#### Problem
Copy out the entries exactly, from the first line to the last.

[Position annotation records]
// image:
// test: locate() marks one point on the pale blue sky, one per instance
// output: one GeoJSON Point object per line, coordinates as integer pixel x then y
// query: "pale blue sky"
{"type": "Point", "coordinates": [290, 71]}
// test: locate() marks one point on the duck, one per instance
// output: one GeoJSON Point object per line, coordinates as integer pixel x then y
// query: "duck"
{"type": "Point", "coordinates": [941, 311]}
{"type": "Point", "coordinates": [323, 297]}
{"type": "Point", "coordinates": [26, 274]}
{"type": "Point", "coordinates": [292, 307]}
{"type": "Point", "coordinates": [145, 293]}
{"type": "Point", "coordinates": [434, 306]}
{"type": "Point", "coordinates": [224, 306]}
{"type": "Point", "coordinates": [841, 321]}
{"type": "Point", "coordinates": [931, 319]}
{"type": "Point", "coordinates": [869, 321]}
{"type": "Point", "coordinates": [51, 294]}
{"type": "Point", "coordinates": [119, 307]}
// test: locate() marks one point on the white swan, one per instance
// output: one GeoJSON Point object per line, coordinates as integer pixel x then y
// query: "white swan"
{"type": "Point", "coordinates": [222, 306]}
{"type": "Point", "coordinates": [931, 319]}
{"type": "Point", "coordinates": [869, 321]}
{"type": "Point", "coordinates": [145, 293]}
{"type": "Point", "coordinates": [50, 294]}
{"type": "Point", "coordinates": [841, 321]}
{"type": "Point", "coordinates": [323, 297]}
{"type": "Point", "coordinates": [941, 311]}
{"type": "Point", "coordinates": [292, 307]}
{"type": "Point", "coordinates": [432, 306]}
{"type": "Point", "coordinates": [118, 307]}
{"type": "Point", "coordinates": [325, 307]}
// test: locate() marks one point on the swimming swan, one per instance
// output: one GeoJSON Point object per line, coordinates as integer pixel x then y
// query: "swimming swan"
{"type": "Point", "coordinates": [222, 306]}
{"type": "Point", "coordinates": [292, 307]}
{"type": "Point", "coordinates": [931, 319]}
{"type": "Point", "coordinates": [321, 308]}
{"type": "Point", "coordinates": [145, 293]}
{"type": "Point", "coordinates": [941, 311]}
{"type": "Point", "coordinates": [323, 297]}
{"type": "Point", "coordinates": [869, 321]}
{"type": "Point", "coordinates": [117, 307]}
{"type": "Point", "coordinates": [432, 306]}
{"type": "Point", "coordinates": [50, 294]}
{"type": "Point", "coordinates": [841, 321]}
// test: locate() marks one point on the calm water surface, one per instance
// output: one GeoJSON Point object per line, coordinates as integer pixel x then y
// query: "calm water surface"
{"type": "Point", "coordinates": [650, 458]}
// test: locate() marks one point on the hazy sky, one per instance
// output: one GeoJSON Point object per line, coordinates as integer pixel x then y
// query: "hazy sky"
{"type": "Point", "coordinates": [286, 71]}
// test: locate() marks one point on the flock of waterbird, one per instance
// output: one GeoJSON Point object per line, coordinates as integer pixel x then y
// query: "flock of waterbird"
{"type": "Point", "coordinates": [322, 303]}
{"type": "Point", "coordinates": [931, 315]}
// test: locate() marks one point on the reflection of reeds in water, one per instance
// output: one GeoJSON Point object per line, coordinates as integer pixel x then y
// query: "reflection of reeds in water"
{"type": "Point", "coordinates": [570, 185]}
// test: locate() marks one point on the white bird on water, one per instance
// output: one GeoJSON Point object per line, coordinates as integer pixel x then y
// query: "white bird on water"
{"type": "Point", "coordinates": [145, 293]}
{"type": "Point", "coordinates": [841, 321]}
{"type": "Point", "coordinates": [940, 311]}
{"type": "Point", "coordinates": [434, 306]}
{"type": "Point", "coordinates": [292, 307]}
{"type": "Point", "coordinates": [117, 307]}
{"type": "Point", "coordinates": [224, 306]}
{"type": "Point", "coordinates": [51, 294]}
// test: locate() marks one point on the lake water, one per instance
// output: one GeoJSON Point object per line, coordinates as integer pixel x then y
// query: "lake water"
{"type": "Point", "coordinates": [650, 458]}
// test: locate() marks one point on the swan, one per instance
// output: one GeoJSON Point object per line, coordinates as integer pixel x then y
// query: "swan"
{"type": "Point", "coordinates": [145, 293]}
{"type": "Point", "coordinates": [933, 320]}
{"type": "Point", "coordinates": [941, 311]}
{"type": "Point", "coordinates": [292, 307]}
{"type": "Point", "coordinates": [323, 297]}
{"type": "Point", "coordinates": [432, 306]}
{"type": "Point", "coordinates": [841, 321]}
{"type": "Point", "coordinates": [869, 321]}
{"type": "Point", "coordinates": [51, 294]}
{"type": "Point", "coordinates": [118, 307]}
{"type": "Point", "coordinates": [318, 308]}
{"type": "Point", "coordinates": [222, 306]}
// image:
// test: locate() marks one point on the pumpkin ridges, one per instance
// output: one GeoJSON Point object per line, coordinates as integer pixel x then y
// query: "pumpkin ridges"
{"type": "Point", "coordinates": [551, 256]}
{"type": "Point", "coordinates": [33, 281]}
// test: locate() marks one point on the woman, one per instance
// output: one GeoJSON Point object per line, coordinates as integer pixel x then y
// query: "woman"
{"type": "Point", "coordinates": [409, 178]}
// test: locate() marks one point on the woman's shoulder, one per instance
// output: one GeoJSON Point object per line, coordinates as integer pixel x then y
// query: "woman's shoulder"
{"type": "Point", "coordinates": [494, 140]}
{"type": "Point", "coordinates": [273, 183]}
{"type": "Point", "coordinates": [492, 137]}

#### Result below
// image:
// test: locate() marks one point on the pale blue sky, one per instance
// output: one GeoJSON Point object per line, coordinates as integer pixel x then y
// query: "pale blue sky"
{"type": "Point", "coordinates": [290, 71]}
// test: locate() marks one point on the duck, one per instance
// output: one GeoJSON Point object per line, coordinates as integer pixel x then y
// query: "duck"
{"type": "Point", "coordinates": [941, 311]}
{"type": "Point", "coordinates": [323, 297]}
{"type": "Point", "coordinates": [26, 274]}
{"type": "Point", "coordinates": [292, 307]}
{"type": "Point", "coordinates": [145, 293]}
{"type": "Point", "coordinates": [434, 306]}
{"type": "Point", "coordinates": [224, 306]}
{"type": "Point", "coordinates": [841, 321]}
{"type": "Point", "coordinates": [931, 319]}
{"type": "Point", "coordinates": [869, 321]}
{"type": "Point", "coordinates": [51, 294]}
{"type": "Point", "coordinates": [119, 307]}
// test: locate() marks one point on the white swan, one per instance
// output: one GeoJSON Point object per line, coordinates as integer pixel x then y
// query: "white swan"
{"type": "Point", "coordinates": [222, 306]}
{"type": "Point", "coordinates": [931, 319]}
{"type": "Point", "coordinates": [869, 321]}
{"type": "Point", "coordinates": [145, 293]}
{"type": "Point", "coordinates": [50, 294]}
{"type": "Point", "coordinates": [841, 321]}
{"type": "Point", "coordinates": [323, 297]}
{"type": "Point", "coordinates": [941, 311]}
{"type": "Point", "coordinates": [292, 307]}
{"type": "Point", "coordinates": [432, 306]}
{"type": "Point", "coordinates": [118, 307]}
{"type": "Point", "coordinates": [325, 307]}
// test: locate() marks one point on the swimming swan, one per instance
// output: one GeoJSON Point object per line, coordinates as integer pixel x then y
// query: "swimming swan"
{"type": "Point", "coordinates": [222, 306]}
{"type": "Point", "coordinates": [292, 307]}
{"type": "Point", "coordinates": [931, 319]}
{"type": "Point", "coordinates": [321, 308]}
{"type": "Point", "coordinates": [145, 293]}
{"type": "Point", "coordinates": [941, 311]}
{"type": "Point", "coordinates": [323, 297]}
{"type": "Point", "coordinates": [869, 321]}
{"type": "Point", "coordinates": [117, 307]}
{"type": "Point", "coordinates": [432, 306]}
{"type": "Point", "coordinates": [50, 294]}
{"type": "Point", "coordinates": [841, 321]}
// test: locate() marks one point on the calm water surface, one per instance
// output: one GeoJSON Point object per line, coordinates as integer pixel x then y
// query: "calm water surface"
{"type": "Point", "coordinates": [650, 458]}
// test: locate() marks one point on the hazy sky, one per instance
// output: one GeoJSON Point object per line, coordinates as integer pixel x then y
// query: "hazy sky"
{"type": "Point", "coordinates": [286, 71]}
// test: locate() marks one point on the flock of waterbird, one per instance
// output: one GeoJSON Point object per line, coordinates as integer pixel x then y
// query: "flock of waterbird"
{"type": "Point", "coordinates": [322, 303]}
{"type": "Point", "coordinates": [931, 315]}
// test: locate() marks one point on the reflection of reeds in water, one per instance
// output: one GeoJSON Point object per line, coordinates as integer pixel x then y
// query: "reflection of reeds in water"
{"type": "Point", "coordinates": [570, 185]}
// test: locate() marks one point on the white bird on water, one per instance
// output: one GeoJSON Point object per line, coordinates as integer pixel x then y
// query: "white bird on water"
{"type": "Point", "coordinates": [145, 293]}
{"type": "Point", "coordinates": [841, 321]}
{"type": "Point", "coordinates": [940, 311]}
{"type": "Point", "coordinates": [434, 306]}
{"type": "Point", "coordinates": [292, 307]}
{"type": "Point", "coordinates": [117, 307]}
{"type": "Point", "coordinates": [224, 306]}
{"type": "Point", "coordinates": [51, 294]}
// test: locate() marks one point on the lake water, one per instance
// output: one GeoJSON Point object per line, coordinates as integer pixel x then y
// query: "lake water"
{"type": "Point", "coordinates": [650, 458]}
// test: locate() marks one point on the swan, one per instance
// output: one GeoJSON Point object per line, coordinates as integer pixel x then y
// query: "swan"
{"type": "Point", "coordinates": [145, 293]}
{"type": "Point", "coordinates": [933, 320]}
{"type": "Point", "coordinates": [941, 311]}
{"type": "Point", "coordinates": [292, 307]}
{"type": "Point", "coordinates": [323, 297]}
{"type": "Point", "coordinates": [432, 306]}
{"type": "Point", "coordinates": [841, 321]}
{"type": "Point", "coordinates": [869, 321]}
{"type": "Point", "coordinates": [51, 294]}
{"type": "Point", "coordinates": [118, 307]}
{"type": "Point", "coordinates": [318, 308]}
{"type": "Point", "coordinates": [222, 306]}
// image:
// test: locate() marks one point on the pumpkin ridges, one per instance
// output: one GeoJSON Point object per line, coordinates as integer pixel x then y
// query: "pumpkin ridges"
{"type": "Point", "coordinates": [551, 256]}
{"type": "Point", "coordinates": [33, 281]}
// test: locate() marks one point on the woman, one per instance
// output: one GeoJSON Point object per line, coordinates as integer pixel x then y
// query: "woman"
{"type": "Point", "coordinates": [409, 178]}
// test: locate() marks one point on the woman's shoulder, one per instance
// output: one GeoJSON Point object per line, coordinates as integer pixel x then y
// query: "woman's shoulder"
{"type": "Point", "coordinates": [494, 140]}
{"type": "Point", "coordinates": [273, 183]}
{"type": "Point", "coordinates": [492, 137]}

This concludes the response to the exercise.